**TASKS:**
(a) In the text about The Navy Lark below, condense the paragraph beginning "For most of its run the show starred" into a short bulleted list that keeps its main facts.
(b) Select every line of the listing below that contains the word "shingle".

===== TEXT SHOWN =====

The Navy Lark
- The Navy Lark title card featuring photos of (clockwise from top right) Leslie Phillips, Jon Pertwee and Stephen Murray
- Genre: Sitcom
- Running time: 30 minutes
- Country of origin: United Kingdom
- Language: English
- Home station: BBC Light Programme; BBC Radio 2;
- Syndicates: BBC Radio 4 Extra
- Starring: Leslie Phillips Jon Pertwee Stephen Murray Dennis Price Judy Cornwell Heather Chasen Ronnie Barker Richard Caldicot Michael Bates Tenniel Evans
- Written by: Lawrie Wyman George Evans
- Original release: 29 March 1959 – 16 July 1977
- No. of episodes: 244 (including specials) (list of episodes)

= The Navy Lark =

British radio sitcom	(1959–1977)

The Navy Lark is a radio sitcom about life aboard a British Royal Navy frigate named HMS Troutbridge (a play on HMS Troubridge, a Royal Navy destroyer) based in HMNB Portsmouth. In Series 1 and 2, the ship and crew were stationed offshore at an unnamed location known simply as "The Island". In Series 2, this island was revealed to be owned by Lt. Cdr. Stanton.

For most of its run the show starred Leslie Phillips, Jon Pertwee and Stephen Murray, whose names rotated in order of precedence with each new episode over the entire 15-series run. The programme was transmitted on the BBC Light Programme and subsequently BBC Radio 2. It was produced by Alastair Scott Johnston.

===== DATA EXCERPTS =====

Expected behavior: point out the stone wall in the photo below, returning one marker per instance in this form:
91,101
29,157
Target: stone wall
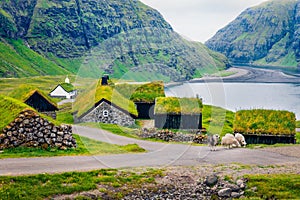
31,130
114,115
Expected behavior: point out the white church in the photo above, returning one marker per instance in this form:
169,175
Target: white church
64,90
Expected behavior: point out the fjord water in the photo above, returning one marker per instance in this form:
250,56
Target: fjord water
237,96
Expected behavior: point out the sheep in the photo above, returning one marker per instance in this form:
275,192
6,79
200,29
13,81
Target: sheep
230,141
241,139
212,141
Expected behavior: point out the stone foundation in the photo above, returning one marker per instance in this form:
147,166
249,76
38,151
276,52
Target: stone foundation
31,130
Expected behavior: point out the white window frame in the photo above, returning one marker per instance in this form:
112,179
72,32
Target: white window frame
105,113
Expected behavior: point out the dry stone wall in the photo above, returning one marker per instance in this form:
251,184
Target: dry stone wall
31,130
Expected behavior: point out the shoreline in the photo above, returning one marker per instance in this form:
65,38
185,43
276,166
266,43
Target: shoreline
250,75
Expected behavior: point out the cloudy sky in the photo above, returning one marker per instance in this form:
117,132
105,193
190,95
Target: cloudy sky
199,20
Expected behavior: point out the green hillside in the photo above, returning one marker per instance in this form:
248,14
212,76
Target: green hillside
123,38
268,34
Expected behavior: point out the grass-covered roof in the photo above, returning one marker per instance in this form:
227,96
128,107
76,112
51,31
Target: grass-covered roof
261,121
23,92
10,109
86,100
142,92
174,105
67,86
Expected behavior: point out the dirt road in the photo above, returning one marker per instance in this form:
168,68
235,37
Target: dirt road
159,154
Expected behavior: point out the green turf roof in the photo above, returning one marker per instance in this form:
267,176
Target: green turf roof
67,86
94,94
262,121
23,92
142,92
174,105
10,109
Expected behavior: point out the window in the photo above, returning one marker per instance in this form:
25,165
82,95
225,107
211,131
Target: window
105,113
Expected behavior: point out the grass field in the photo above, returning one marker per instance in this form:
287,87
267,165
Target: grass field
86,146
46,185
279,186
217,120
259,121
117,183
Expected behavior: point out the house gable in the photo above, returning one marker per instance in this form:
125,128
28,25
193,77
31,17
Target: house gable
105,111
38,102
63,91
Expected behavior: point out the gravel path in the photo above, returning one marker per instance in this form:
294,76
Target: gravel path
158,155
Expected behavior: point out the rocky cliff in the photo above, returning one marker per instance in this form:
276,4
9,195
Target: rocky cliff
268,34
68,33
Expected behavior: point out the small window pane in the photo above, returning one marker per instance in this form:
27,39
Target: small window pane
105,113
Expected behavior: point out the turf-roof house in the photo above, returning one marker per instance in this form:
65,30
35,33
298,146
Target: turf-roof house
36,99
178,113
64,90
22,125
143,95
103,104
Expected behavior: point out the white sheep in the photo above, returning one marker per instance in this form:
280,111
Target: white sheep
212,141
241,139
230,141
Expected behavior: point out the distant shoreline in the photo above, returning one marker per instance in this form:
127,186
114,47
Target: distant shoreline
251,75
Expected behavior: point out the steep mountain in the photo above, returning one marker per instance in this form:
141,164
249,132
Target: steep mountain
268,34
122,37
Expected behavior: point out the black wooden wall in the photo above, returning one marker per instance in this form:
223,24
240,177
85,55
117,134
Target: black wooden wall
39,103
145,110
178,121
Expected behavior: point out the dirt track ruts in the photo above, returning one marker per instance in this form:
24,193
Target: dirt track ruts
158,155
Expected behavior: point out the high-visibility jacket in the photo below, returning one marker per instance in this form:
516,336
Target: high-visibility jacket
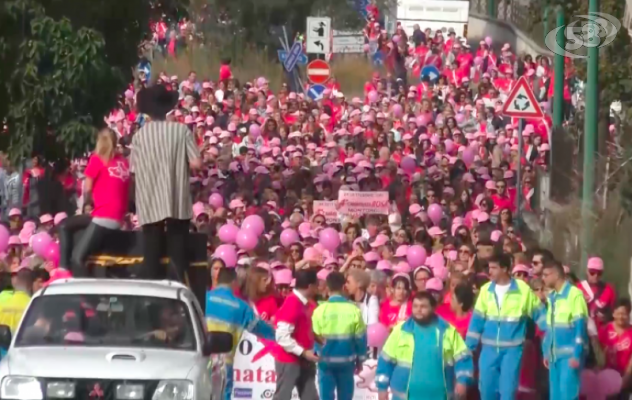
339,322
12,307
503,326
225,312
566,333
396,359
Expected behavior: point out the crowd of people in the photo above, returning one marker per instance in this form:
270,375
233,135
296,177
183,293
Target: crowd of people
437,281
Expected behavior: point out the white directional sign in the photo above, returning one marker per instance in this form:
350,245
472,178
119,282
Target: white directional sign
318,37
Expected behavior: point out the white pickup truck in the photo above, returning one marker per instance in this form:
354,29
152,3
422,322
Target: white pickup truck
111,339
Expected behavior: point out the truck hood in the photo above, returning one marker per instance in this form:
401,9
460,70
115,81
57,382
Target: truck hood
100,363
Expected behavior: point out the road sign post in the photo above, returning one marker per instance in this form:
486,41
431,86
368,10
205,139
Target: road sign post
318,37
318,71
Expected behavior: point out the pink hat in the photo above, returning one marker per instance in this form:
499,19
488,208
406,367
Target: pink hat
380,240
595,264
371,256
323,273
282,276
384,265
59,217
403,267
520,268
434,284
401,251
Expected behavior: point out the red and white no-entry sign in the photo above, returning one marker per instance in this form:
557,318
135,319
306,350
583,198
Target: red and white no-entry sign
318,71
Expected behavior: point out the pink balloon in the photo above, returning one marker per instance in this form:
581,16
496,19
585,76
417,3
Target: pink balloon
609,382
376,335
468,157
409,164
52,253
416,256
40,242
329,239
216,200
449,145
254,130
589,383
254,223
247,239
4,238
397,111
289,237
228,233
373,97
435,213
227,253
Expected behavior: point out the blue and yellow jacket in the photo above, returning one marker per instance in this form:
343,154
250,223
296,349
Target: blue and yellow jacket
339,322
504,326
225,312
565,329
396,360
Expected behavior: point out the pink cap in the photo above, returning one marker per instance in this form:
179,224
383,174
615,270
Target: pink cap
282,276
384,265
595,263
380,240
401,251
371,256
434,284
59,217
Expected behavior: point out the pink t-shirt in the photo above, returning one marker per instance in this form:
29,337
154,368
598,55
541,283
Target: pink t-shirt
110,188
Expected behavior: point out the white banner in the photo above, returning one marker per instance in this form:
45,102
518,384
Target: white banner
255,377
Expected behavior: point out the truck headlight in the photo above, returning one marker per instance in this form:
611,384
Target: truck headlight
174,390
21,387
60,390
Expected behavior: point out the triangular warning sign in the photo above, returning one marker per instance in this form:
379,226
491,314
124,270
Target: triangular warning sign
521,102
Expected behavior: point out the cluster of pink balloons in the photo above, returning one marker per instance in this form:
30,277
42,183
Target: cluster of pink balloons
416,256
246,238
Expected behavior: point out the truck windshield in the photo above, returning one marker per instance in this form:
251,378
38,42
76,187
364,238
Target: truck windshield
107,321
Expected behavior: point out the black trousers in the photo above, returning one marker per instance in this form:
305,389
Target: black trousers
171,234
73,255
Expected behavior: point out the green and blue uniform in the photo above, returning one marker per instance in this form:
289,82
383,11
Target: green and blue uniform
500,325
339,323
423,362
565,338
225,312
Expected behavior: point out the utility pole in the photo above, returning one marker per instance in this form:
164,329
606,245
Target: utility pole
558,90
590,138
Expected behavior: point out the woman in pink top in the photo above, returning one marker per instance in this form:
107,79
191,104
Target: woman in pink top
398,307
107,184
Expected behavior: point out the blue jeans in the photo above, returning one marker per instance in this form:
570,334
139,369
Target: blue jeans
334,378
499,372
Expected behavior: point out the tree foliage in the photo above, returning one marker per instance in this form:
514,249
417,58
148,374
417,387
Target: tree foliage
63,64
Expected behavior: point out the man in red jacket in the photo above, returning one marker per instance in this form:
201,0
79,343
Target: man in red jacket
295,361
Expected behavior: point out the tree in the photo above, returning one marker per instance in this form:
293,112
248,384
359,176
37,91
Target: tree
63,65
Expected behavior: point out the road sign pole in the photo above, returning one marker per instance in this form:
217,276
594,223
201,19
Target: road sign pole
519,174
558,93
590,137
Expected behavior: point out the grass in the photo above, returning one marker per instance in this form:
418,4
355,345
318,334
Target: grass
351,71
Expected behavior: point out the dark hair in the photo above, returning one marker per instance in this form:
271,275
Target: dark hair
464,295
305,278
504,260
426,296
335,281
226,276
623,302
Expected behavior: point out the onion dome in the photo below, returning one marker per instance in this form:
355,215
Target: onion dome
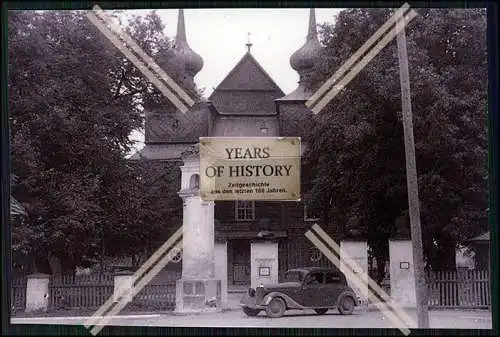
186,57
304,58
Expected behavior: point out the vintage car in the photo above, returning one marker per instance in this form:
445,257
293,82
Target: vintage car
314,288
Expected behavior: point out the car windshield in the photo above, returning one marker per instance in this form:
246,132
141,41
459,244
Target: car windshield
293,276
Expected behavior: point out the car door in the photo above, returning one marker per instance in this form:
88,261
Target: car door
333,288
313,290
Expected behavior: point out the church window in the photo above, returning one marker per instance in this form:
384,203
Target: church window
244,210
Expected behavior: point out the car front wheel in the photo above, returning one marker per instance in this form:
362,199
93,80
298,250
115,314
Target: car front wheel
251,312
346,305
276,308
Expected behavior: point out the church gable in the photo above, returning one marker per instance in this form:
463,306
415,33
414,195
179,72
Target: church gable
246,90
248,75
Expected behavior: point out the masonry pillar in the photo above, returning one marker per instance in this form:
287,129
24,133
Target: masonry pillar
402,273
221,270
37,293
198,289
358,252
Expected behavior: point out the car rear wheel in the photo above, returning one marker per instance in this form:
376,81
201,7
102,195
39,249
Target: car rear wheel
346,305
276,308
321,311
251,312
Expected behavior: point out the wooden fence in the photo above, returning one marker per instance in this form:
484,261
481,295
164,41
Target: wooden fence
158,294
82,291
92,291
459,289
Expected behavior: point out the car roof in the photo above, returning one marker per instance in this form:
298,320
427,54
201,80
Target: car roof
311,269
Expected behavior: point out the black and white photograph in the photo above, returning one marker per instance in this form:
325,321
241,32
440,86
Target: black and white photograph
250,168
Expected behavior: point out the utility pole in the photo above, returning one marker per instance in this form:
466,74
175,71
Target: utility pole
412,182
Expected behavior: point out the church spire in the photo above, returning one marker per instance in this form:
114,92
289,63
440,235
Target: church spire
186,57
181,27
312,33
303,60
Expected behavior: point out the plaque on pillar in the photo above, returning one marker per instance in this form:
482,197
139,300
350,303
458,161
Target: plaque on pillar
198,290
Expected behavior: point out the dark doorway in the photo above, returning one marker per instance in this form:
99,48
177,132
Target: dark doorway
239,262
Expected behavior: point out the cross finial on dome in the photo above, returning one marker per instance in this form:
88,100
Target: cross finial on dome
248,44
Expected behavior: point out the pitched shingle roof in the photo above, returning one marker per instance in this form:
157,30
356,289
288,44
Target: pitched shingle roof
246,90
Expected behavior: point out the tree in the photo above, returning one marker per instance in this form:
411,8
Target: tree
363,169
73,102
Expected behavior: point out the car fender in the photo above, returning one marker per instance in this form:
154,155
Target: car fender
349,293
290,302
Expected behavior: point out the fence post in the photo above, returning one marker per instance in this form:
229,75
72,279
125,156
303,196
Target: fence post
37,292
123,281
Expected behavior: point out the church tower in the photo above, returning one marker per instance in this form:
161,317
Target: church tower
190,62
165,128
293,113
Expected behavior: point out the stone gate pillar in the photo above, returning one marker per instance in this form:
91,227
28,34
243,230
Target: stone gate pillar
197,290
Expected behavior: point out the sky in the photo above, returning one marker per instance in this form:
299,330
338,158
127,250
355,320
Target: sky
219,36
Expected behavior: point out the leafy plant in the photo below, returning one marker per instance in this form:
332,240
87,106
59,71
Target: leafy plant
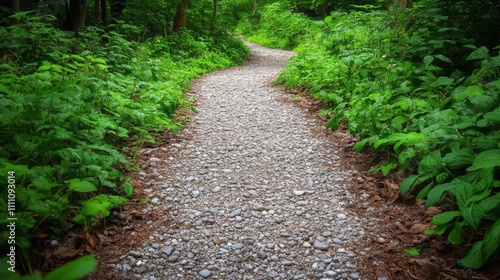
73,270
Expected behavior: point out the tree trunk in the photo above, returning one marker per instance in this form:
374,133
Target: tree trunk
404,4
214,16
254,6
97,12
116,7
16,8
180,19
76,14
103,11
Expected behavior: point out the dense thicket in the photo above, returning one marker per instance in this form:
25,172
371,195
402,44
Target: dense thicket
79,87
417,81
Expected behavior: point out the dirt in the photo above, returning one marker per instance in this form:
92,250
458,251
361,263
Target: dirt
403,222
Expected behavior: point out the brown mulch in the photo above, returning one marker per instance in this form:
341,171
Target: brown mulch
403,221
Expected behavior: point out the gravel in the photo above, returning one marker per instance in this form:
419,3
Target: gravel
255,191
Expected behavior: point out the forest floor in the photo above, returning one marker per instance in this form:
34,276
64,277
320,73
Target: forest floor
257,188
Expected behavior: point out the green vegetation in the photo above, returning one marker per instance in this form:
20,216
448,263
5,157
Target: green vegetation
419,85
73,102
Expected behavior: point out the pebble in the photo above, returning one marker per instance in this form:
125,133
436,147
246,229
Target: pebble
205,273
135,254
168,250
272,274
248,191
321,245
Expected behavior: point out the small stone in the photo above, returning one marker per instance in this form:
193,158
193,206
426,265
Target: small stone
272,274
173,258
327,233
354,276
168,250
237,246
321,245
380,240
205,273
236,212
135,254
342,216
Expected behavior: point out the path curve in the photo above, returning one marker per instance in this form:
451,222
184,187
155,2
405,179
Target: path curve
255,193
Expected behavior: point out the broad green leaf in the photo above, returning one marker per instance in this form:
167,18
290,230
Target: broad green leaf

=====

**RESPONSES BY TASK:**
(a)
- Stars for most of the run: Leslie Phillips, Jon Pertwee and Stephen Murray
- Their billing order rotated with each new episode across all 15 series
- Broadcast on the BBC Light Programme, then BBC Radio 2
- Producer: Alastair Scott Johnston

(b)
Expected behavior: point out the pitched shingle roof in the photo above, returning one marker per instance in this form:
Target: pitched shingle roof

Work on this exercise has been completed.